The task: Edit the part that opens with the line containing "of the black" and closes with the line containing "of the roof", replacing "single dot" with "single point" and leaving everything else unchanged.

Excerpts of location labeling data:
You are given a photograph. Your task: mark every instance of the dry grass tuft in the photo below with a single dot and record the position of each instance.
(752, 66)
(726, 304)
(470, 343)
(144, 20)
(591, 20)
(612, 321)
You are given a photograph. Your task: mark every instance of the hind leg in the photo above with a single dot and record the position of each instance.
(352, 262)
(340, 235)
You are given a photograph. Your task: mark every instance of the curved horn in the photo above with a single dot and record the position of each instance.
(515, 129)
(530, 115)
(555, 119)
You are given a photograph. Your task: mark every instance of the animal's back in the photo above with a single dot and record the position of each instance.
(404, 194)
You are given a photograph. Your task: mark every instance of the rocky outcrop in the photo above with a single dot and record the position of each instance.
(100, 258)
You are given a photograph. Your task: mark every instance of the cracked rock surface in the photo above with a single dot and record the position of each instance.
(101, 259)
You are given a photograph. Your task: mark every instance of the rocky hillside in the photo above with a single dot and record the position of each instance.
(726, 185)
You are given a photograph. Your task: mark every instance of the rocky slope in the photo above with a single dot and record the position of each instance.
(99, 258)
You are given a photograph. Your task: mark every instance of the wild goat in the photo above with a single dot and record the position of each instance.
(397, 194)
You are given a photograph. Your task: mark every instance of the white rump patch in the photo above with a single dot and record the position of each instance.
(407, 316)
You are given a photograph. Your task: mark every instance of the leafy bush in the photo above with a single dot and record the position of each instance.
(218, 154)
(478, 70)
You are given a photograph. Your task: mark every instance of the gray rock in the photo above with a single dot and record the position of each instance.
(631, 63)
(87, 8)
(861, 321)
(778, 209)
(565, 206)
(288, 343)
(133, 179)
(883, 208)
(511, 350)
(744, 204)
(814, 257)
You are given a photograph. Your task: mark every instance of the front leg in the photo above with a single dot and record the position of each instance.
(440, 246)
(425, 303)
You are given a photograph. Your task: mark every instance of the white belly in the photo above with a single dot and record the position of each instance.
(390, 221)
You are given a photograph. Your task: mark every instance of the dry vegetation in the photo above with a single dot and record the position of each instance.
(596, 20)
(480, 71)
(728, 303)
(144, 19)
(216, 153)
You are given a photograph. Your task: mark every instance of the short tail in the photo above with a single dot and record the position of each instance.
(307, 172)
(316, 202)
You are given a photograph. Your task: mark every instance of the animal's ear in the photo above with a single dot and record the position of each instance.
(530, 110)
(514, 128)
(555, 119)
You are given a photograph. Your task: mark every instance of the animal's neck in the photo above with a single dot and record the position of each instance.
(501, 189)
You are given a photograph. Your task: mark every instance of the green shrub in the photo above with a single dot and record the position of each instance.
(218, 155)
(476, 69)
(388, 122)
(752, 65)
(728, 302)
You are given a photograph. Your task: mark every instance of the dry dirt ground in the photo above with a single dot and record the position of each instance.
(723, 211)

--

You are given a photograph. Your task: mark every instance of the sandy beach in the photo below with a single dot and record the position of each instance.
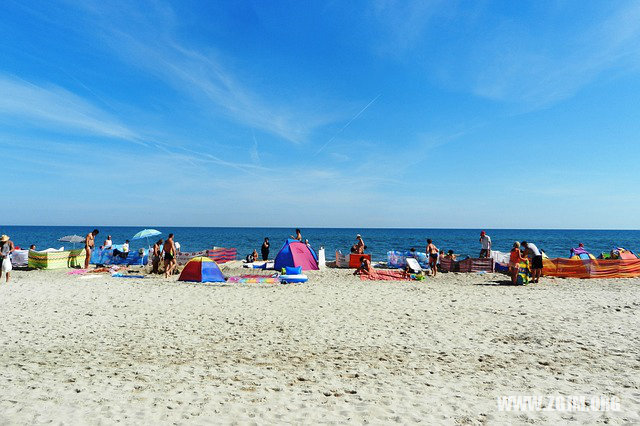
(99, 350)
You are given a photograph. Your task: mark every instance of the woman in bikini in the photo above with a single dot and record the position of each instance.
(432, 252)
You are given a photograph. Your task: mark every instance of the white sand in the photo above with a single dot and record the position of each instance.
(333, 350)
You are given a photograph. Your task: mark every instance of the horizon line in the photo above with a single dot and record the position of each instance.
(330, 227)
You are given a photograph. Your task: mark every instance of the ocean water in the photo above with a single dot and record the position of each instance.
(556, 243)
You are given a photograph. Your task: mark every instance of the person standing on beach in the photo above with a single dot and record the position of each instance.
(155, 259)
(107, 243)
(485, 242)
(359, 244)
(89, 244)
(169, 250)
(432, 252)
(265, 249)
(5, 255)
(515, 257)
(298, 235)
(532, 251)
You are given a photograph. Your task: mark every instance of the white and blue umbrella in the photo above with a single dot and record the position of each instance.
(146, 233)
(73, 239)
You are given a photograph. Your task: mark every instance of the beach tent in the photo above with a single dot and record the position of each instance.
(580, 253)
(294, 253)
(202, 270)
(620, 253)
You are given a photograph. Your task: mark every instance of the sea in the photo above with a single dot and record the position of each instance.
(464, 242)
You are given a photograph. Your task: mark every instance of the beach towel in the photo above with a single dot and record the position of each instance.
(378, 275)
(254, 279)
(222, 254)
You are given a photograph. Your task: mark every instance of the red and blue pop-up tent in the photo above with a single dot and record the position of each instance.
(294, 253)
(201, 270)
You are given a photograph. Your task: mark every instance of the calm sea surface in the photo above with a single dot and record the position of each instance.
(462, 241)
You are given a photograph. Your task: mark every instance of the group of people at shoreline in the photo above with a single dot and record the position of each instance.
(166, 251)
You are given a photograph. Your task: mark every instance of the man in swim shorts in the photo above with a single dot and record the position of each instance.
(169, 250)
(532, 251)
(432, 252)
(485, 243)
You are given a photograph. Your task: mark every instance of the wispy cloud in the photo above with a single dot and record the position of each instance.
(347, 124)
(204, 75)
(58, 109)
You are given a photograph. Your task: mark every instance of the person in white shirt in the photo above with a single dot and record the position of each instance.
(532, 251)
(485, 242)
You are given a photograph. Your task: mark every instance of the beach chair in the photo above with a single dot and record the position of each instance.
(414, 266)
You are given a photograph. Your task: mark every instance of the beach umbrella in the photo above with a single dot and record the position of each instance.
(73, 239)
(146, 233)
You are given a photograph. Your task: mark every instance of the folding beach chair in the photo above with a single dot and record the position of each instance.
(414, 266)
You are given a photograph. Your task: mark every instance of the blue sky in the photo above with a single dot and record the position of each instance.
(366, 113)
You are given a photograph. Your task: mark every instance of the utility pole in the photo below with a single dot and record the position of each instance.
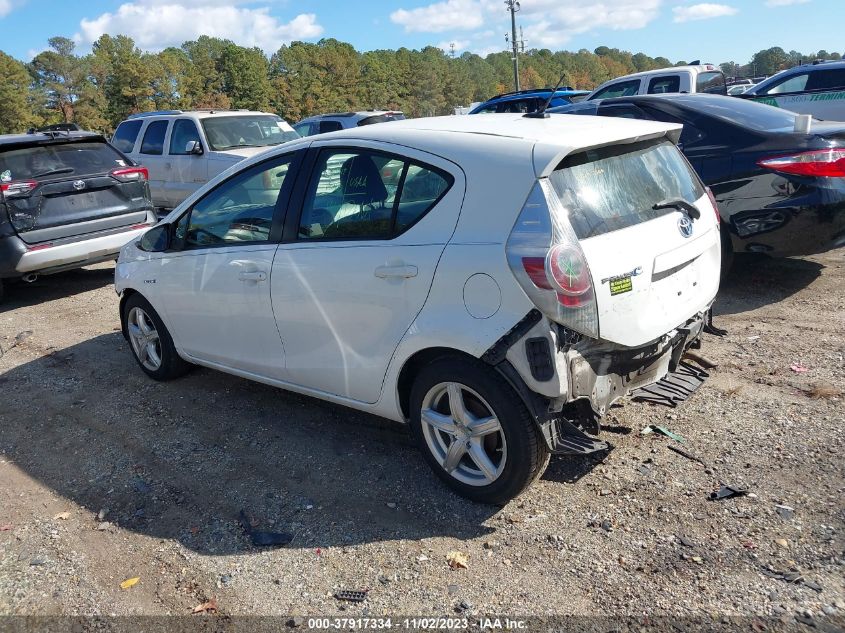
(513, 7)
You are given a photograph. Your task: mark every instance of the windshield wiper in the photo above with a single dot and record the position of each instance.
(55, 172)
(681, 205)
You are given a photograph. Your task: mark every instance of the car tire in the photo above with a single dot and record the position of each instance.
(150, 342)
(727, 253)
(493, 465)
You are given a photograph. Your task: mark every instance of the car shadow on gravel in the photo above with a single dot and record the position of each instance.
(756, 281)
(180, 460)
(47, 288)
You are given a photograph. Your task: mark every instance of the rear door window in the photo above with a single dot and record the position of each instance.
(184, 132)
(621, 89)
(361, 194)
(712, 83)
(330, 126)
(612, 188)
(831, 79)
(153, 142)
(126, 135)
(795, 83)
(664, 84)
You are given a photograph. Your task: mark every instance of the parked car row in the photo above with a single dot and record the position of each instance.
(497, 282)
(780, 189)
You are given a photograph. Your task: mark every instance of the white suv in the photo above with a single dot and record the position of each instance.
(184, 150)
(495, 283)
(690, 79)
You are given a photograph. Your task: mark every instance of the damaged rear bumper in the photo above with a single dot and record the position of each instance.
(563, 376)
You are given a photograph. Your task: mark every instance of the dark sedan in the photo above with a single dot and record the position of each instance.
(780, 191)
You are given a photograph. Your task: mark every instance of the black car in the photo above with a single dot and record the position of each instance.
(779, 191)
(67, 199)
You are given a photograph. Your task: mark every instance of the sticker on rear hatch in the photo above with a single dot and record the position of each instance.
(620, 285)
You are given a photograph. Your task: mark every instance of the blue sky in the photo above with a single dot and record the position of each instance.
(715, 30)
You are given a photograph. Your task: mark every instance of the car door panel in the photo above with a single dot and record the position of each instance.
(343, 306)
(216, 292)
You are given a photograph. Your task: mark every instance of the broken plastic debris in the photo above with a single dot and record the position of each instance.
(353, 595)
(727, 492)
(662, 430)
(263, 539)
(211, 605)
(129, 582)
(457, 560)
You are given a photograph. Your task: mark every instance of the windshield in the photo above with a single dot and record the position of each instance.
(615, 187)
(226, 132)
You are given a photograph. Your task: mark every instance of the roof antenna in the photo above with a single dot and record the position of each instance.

Written reply:
You are given a photograph. Your task: mark every instance of the black car in the photo above with a single point and record the position of each instance.
(779, 191)
(67, 199)
You are given a photograph. Your task: mark every instance of the sticker on rear hatch in the photo above with a single point and record the position of each instance.
(620, 285)
You are given a photograph. Your task: mark every instance of the blue sky in the photo above with a single point and record the position of each instance.
(715, 30)
You are given a photograph. Your task: mark every instance of the car door panel in the photo above with a single point and record the position of each instance.
(343, 306)
(216, 292)
You are given a photograph. Your task: mark every instance of the broken plastic debris in the photo above with a single point and record the position of each instance.
(353, 595)
(727, 492)
(662, 430)
(263, 539)
(211, 605)
(129, 582)
(457, 560)
You are given a photograph. Your task: mark every instance of the windshield in the photo above with a single point and record the position of each instance.
(615, 187)
(226, 132)
You are given a photograph. Your task: mark every instance of the roof antenna in the photo above with a single point and record the position of each instance.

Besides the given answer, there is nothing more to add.